### Document section

'Take away all hatred and prejudice': on converts, allegiance, and prayer

Has been received into the Catholic Church. Please pray for me.

This was recently posted on 'X' by a high profile Anglican who has become a Roman Catholic. It was not, from what I can gather, an unsurprising development. I had assumed that this was the individual's direction of travel for some time. It is, of course, always a matter of some sadness when an individual leaves the ecclesial tradition and communion you cherish for another tradition and communion. These things, however, happen: it is (and has been for centuries) part of ecclesiastical life. I serve in a parish which includes those who are former Methodists, Presbyterians, and Roman Catholics. They bring to Anglicanism gifts and strengths from their previous traditions, within a context of gratitude for the Anglican tradition.

What they have not brought to Anglicanism is bitterness, resentment, or anger. And for that I am deeply thankful. The words of Burke capture the mindset of those Christians who, embracing a new ecclesiastical allegiance, bear bitterness, resentment, or anger towards their former communion:

[those] who hate sects and parties different from their own, more than they love the substance of religion.

The individual I have referenced at the outset of this post has, on the basis of their social media statements, provided an example of how one should move from one communion to another. No angry declarations; no triumphalist commentary on the failings of their previous communion; no spiteful comments directed at those who continue in that communion. This demonstrates a wisdom often lacking in social media commentary from those who leave one communion for another. Angry declarations (usually shouting culture war themes) do not share in the grace of Christ; triumphalist commentary on the failings of one communion is blind to the reality that all communions have failings; spiteful comments directed at those who continue in the previous communion are an abject failure to abide by the apostolic exhortation, "With all lowliness and meekness, with longsuffering, forbearing one another in love".

### To do
Answer from the post on converts:
1. On what platform was the announcement of reception into the Catholic Church posted?
2. Which former traditions do members of the author's parish come from?
3. Whose words does the author quote to describe converts who bear bitterness toward their former communion?
The records that follow were taken from a separate source.

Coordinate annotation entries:
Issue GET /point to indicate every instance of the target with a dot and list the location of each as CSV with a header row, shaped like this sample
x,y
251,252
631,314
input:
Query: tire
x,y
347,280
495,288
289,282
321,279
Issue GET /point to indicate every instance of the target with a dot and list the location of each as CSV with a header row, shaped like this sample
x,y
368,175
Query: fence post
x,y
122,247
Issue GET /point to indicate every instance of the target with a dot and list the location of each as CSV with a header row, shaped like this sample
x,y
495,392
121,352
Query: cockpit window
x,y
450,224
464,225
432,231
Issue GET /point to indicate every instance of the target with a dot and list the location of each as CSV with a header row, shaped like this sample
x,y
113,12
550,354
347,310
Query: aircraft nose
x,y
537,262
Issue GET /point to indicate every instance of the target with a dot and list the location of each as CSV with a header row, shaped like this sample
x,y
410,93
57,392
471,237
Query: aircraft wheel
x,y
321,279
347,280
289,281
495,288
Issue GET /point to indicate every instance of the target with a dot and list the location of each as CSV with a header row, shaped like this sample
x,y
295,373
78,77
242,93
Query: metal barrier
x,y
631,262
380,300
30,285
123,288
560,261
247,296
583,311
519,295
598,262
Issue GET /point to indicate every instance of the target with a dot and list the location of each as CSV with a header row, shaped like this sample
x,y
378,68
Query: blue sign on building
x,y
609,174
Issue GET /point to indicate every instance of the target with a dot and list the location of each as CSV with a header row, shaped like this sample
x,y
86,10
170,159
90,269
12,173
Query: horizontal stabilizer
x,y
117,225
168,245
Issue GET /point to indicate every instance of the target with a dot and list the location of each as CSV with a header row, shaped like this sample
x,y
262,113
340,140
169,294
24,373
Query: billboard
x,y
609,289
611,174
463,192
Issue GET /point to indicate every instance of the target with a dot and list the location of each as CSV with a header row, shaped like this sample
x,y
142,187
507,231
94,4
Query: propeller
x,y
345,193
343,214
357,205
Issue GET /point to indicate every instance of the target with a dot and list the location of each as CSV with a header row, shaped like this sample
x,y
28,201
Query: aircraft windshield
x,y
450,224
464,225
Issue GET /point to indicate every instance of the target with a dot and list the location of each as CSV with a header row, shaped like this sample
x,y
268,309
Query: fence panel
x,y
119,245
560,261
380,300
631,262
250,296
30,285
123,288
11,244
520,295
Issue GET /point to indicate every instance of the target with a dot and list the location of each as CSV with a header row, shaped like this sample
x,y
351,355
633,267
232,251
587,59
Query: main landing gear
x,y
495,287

### Answer to the problem
1. 'X'
2. Methodist, Presbyterian, and Roman Catholic
3. Burke